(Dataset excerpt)
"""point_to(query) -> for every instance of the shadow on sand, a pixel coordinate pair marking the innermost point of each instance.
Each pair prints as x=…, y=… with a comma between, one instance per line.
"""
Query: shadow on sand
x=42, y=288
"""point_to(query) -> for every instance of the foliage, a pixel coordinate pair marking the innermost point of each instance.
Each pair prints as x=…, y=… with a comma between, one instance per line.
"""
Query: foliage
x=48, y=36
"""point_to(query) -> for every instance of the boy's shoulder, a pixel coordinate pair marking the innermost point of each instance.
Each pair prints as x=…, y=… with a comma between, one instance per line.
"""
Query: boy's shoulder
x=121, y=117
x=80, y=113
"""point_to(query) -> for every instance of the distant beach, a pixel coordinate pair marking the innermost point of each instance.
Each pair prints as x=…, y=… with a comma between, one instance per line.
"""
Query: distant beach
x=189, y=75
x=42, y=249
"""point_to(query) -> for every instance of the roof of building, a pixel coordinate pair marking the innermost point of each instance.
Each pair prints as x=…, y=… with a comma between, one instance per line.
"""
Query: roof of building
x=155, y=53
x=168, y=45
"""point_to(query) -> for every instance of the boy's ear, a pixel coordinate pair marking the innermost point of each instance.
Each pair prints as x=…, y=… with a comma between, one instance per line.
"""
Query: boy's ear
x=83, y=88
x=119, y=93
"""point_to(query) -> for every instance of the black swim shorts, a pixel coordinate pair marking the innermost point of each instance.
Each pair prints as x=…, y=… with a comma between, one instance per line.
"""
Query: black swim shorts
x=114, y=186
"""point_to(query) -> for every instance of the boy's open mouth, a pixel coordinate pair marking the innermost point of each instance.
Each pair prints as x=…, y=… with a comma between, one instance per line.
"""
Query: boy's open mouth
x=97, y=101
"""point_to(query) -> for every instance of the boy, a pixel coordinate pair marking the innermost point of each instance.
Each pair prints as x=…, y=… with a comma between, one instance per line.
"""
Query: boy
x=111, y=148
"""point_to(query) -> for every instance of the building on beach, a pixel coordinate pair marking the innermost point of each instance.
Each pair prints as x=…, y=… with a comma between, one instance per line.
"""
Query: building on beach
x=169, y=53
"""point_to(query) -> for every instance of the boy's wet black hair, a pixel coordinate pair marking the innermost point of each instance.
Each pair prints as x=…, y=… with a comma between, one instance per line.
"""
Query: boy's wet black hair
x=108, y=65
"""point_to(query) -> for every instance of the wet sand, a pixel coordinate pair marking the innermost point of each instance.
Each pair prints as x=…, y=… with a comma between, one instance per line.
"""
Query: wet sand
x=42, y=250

▶ **Do this**
Copy all of the rows above verbatim, line for line.

▶ **Worked solution**
"""point_to(query) -> for every instance of the shadow on sand, a pixel coordinate pair marking the innermost point of each instance.
Each pair prints as x=…, y=… with a comma between, one instance per line.
"""
Query: shadow on sand
x=42, y=288
"""point_to(query) -> for every instance of the foliage, a pixel coordinate pair marking the innermost point of each instance.
Each pair prints as x=…, y=… with a comma between, one instance per line.
"""
Query: foliage
x=48, y=36
"""point_to(query) -> for every instance of the boy's shoulder, a pixel coordinate pair marking the innermost point of each instance.
Each pair prints as x=…, y=… with a comma between, one instance per line.
"""
Query: boy's shoulder
x=121, y=117
x=80, y=113
"""point_to(query) -> for every instance of the distant beach, a pixel coordinate pair marking the innermost point of each instance.
Each pair prints as x=…, y=… with a comma between, one instance per line.
"""
Query: distant beach
x=189, y=75
x=42, y=249
"""point_to(query) -> for every instance of the roof of building, a pixel coordinate pair marking the innermost point of each instance.
Each pair prints as x=…, y=… with a comma between, one instance per line.
"""
Query: roof of building
x=155, y=53
x=168, y=45
"""point_to(query) -> for every instance of the boy's ear, a pixel coordinate pair marking the innermost point of each instance.
Each pair prints as x=…, y=… with a comma between, one instance per line.
"""
Query: boy's ear
x=83, y=88
x=119, y=93
"""point_to(query) -> for every instance of the black swim shorts, a pixel coordinate pair marking the innermost point of each instance.
Each pair prints as x=…, y=… with a comma between, one instance per line.
"""
Query: black swim shorts
x=114, y=186
"""point_to(query) -> for every instance of the boy's open mouth, a pixel coordinate pair marking the innermost point of each instance.
Each pair prints as x=…, y=… with a comma between, one instance per line.
"""
Query: boy's open mouth
x=97, y=101
"""point_to(query) -> for every instance of the boy, a pixel coordinate pair marking the innermost point of each instance.
Each pair prints as x=…, y=… with a comma between, one instance per line.
"""
Query: boy
x=111, y=148
"""point_to(query) -> for every instance of the building on beach, a pixel coordinate pair marking the innermost point of each instance.
Each pair prints as x=…, y=… with a comma between, one instance per line.
"""
Query: building on beach
x=169, y=53
"""point_to(query) -> for every instance of the boy's wet black hair, a pixel coordinate pair marking the innermost point of each instance.
Each pair prints as x=…, y=… with a comma between, one instance per line.
"""
Query: boy's wet black hair
x=108, y=65
"""point_to(query) -> for every instance of the wet sand, a pixel coordinate pair marking the innermost point of each instance.
Each pair prints as x=…, y=… with a comma between, one instance per line.
"""
Query: wet sand
x=42, y=250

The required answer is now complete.